▶ [Text excerpt]
== Segment start ==
Culture

Slovak Film Festival celebrates Pittsburgh’s Slovak community, reflects on authoritarian history

The Slovak Film Festival came to an end on Sunday, Nov. 26, with a screening of the historical drama “The Confidant.” The three-part series of film screenings was a collaboration of Pitt’s Department of Slavic Languages and Literature, Pitt’s European Studies Center, the Western Pennsylvania Slovak Cultural Association and the Embassy of the Slovak Republic in Washington, D.C. The final screening, which was free to the public, took place in the Frick Fine Arts building. 

Due to technical difficulties, the attendees relocated from the auditorium to a smaller upstairs classroom. Having to swap cushioned, upholstered seating for hard, plastic chairs did not stop attendees from enjoying the free snacks or gleefully greeting each other. English and Slovak filled the room, as did infrequent crinkling of chip bags and the film’s unexpected commercial breaks, prompting good-natured groans. 

“The Confidant,” a 2012 film in Czech and Slovak, follows a young couple, Adam and Eva, as they deal with the implications of Adam’s state surveillance job in a totalitarian Slovakia. Joseph Senko, the executive director of the WPSCA, said the Slovak Film Festival is just one of the Slovak cultural events they put on for Pittsburgh’s Slovak community.

“The Western Pennsylvania Slovak Cultural Association has events every month. Once a year we have movies at the University of Pittsburgh — Slovak movies [with] English subtitles — and we have Slovak wine tasting [and] Slovak beer tasting,” Senko said. “[They are] unique events for people of Slovak culture to get familiar with Slovak events.”

Senko said they’ve started screening more current films at the festival this year, but they haven’t reached pre-pandemic attendance.
== Segment end ==
▶ [Data under study]
== Segment start ==
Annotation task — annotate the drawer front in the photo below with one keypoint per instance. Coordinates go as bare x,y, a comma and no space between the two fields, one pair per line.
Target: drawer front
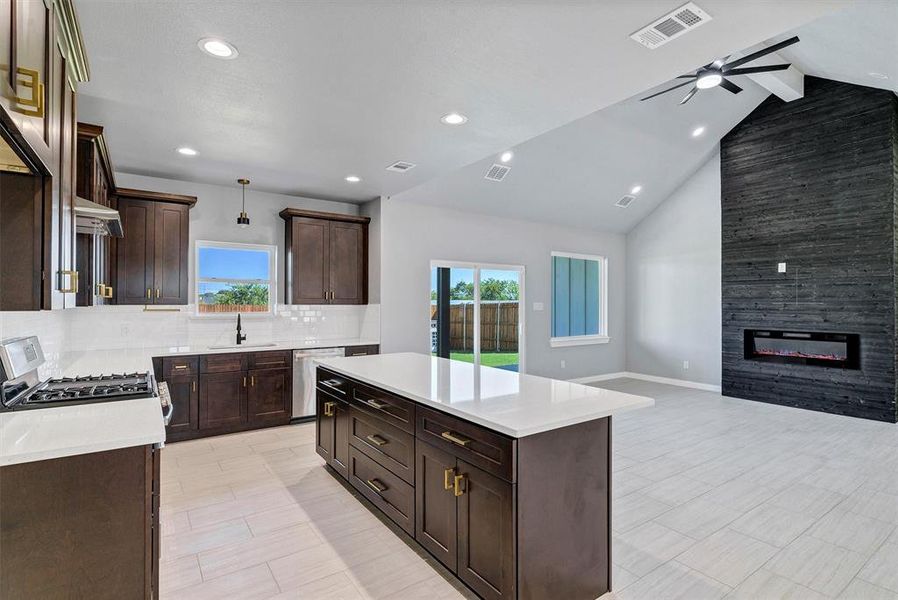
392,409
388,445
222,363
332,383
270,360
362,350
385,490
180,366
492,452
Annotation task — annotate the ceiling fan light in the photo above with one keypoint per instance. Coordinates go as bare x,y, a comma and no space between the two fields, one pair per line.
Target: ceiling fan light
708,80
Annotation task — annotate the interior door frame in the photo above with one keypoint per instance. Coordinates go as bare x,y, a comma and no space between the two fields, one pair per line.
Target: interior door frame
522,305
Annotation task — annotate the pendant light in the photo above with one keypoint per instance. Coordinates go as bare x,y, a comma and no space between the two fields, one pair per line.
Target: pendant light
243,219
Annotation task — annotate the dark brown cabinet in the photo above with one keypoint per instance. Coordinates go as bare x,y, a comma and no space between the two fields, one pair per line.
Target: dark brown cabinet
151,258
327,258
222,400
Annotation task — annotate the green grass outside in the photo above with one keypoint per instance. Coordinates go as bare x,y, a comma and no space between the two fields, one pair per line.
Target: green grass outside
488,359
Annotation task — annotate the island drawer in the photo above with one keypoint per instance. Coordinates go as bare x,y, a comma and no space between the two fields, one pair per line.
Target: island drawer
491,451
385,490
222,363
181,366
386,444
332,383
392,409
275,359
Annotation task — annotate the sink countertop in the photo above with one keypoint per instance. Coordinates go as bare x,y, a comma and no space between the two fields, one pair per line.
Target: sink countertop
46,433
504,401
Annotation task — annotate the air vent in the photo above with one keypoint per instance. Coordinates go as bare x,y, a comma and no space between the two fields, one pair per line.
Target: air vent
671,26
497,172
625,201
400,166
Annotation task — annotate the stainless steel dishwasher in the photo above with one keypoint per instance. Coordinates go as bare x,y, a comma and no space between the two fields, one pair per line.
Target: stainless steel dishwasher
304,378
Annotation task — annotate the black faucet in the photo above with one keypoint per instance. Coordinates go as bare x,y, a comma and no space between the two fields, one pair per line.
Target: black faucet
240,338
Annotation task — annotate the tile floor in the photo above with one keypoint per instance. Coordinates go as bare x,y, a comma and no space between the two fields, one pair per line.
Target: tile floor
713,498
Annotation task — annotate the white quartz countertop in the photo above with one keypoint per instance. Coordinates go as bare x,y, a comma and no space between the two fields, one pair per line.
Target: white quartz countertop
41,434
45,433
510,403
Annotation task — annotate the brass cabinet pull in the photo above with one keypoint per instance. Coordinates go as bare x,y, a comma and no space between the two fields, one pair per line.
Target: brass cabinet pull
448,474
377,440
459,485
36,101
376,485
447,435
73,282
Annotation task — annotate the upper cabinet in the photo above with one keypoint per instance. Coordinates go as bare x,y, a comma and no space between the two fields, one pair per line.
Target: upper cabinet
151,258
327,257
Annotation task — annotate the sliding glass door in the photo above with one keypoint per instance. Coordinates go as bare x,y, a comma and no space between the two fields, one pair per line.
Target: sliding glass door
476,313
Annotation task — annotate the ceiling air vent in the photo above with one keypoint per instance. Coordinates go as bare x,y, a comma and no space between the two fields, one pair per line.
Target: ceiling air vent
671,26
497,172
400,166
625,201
== Segment end ==
▶ [Activity] Quote the Slovak Film Festival article between "Due to technical" and "prompting good-natured groans.", inclusive. The listing has no connection to the Slovak Film Festival article.

▶ [Exercise result]
Due to technical difficulties, the attendees relocated from the auditorium to a smaller upstairs classroom. Having to swap cushioned, upholstered seating for hard, plastic chairs did not stop attendees from enjoying the free snacks or gleefully greeting each other. English and Slovak filled the room, as did infrequent crinkling of chip bags and the film’s unexpected commercial breaks, prompting good-natured groans.